The input:
+ + + + +
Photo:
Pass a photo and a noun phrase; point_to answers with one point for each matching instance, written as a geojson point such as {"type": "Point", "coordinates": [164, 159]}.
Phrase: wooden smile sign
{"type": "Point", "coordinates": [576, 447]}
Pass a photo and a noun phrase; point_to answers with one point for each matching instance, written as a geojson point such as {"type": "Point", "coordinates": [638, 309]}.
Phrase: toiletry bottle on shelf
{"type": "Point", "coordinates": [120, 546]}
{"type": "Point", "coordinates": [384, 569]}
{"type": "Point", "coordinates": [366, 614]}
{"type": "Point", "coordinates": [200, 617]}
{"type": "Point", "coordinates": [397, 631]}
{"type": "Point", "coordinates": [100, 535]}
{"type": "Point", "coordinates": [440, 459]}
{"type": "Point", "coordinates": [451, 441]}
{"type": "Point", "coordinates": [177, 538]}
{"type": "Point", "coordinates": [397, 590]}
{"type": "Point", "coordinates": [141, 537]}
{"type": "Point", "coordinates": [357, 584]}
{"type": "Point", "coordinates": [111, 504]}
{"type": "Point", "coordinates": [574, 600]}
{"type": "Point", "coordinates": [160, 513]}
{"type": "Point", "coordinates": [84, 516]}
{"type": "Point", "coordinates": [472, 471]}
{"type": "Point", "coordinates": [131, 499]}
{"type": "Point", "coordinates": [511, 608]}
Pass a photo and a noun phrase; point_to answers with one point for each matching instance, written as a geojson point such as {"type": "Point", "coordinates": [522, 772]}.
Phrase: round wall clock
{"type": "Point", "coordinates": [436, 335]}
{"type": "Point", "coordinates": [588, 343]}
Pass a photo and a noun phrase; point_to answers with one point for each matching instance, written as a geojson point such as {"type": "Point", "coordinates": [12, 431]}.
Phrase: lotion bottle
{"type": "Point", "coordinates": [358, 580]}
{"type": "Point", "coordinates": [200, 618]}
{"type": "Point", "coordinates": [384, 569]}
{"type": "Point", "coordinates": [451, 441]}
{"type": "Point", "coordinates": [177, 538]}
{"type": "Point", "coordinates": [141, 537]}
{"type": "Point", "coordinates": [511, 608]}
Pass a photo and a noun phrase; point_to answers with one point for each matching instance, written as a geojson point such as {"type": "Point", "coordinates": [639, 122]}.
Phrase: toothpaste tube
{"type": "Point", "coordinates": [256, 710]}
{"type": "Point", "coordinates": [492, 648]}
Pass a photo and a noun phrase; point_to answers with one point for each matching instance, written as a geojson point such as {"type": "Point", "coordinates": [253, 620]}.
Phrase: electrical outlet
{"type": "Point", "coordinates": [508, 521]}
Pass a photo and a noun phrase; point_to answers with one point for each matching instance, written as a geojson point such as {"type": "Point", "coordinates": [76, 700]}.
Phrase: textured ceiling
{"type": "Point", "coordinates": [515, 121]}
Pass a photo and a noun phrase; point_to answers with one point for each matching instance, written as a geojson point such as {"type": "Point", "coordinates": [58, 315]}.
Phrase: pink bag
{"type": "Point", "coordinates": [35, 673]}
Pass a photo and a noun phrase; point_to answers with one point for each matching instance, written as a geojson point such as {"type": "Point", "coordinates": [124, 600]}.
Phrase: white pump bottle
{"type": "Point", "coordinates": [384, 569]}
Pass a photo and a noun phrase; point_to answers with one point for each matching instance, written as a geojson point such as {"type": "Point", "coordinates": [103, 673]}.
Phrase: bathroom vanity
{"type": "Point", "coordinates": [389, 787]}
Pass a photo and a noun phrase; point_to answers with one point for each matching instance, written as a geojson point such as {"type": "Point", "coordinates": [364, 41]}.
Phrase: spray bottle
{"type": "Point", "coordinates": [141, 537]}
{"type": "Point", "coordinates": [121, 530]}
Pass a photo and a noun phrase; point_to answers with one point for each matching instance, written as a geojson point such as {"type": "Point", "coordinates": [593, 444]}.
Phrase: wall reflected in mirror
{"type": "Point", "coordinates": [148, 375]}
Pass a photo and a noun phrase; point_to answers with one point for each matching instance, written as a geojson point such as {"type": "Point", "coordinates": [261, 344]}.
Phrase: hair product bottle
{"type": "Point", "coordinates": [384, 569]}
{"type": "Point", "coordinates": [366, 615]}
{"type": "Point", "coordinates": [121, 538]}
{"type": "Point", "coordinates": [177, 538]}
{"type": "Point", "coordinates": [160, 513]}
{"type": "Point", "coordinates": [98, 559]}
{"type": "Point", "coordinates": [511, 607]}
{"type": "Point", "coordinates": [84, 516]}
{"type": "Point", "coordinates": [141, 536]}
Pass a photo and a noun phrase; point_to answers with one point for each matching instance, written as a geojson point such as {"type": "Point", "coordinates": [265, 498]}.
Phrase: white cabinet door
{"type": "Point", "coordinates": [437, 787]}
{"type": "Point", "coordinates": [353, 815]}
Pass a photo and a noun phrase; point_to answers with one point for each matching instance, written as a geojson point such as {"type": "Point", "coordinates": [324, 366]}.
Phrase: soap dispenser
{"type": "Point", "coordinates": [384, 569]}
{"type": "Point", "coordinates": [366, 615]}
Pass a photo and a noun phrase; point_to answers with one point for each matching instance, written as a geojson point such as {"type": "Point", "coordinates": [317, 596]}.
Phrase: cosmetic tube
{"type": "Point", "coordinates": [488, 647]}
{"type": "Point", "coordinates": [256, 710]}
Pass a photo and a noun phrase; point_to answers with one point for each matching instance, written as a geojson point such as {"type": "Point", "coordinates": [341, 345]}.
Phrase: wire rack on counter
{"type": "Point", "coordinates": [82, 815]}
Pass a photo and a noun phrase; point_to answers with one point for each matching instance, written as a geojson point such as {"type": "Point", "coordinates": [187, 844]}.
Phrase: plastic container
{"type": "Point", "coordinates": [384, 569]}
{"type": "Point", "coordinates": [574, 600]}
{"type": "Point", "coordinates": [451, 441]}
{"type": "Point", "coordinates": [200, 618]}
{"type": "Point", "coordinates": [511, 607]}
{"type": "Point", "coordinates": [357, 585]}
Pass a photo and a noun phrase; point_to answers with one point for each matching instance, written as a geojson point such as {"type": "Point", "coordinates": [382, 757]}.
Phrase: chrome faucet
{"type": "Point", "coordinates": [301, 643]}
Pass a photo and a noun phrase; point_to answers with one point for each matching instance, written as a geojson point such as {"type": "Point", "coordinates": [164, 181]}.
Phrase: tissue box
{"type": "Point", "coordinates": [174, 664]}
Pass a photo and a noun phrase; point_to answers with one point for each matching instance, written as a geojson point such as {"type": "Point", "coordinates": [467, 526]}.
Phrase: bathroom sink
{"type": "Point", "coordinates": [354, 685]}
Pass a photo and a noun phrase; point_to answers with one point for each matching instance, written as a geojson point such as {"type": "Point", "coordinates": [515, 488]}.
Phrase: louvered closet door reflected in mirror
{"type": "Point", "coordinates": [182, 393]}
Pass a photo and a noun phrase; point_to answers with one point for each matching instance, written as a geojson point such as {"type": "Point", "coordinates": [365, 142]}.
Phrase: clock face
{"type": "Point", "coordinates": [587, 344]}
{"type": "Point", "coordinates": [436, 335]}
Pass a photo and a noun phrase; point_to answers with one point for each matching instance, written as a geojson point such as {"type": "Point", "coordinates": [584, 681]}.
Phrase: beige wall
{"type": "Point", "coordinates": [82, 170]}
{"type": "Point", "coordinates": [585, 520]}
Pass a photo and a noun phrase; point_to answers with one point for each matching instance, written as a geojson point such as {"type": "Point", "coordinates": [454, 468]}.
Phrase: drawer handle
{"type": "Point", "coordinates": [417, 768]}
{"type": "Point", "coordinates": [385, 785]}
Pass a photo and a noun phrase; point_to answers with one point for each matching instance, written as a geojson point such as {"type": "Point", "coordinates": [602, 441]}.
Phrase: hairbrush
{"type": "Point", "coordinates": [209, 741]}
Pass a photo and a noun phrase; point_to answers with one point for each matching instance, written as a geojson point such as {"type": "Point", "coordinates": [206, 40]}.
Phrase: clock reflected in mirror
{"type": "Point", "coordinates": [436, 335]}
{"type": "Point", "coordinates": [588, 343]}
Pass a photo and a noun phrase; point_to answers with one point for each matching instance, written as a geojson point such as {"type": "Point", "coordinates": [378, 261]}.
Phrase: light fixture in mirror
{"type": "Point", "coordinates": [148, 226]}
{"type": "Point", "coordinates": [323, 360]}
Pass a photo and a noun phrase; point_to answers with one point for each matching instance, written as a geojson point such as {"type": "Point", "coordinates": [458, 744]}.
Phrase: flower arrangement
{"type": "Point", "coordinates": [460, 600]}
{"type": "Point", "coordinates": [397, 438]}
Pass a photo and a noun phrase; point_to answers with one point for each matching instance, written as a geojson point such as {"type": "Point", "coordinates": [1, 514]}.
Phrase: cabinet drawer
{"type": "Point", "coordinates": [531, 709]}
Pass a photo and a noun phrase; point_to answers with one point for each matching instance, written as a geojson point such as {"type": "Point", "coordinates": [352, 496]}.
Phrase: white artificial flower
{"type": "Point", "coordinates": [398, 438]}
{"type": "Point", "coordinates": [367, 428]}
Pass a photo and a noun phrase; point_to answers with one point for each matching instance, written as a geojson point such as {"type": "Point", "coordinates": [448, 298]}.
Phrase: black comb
+ + + + +
Exercise goal: How many lines in the rows above contain the word "door"? Case counts, and give only the number.

Answer below: 2